Start of Block
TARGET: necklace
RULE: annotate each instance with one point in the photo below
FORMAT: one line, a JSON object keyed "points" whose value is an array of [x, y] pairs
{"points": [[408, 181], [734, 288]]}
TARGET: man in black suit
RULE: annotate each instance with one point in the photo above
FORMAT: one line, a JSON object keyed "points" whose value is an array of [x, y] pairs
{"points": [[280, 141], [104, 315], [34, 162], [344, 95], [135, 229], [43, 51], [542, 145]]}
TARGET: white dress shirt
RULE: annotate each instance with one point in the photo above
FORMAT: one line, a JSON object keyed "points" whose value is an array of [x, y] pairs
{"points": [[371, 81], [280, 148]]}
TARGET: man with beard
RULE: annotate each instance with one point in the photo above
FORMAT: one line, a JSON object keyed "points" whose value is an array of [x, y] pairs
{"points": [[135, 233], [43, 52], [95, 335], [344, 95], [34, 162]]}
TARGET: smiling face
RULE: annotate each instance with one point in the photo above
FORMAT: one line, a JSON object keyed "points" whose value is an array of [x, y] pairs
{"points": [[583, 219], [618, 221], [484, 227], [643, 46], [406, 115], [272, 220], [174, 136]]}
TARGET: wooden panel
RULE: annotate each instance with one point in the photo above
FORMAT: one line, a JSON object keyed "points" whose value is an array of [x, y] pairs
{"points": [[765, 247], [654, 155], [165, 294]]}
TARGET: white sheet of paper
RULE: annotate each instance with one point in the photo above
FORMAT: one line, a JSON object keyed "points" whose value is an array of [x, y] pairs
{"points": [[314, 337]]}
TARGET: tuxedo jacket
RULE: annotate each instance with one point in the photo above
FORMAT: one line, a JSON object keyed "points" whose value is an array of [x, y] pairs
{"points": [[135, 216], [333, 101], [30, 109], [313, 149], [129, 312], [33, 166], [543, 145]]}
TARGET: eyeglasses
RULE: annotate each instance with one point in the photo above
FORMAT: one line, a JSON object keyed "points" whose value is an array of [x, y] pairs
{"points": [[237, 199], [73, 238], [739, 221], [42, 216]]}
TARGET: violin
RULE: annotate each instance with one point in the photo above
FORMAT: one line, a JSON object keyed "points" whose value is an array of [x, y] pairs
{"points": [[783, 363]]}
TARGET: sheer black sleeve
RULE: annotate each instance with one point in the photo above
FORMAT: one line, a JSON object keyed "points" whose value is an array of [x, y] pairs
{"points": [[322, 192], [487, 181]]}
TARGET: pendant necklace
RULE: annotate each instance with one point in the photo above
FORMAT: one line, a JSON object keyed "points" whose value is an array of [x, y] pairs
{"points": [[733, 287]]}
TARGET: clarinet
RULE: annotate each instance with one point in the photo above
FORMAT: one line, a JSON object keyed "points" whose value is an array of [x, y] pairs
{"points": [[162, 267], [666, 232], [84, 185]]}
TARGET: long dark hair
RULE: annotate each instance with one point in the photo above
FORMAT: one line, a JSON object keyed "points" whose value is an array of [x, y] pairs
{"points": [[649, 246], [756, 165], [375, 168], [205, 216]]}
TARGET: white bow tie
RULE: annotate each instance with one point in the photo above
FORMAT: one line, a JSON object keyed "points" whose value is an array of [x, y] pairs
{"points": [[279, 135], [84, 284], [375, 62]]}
End of Block
▶ **TASK BRIEF**
Copy every line in the listing above where the string "necklace" turns up.

▶ **WORKED SOLUTION**
TARGET: necklace
TARGET: pendant necklace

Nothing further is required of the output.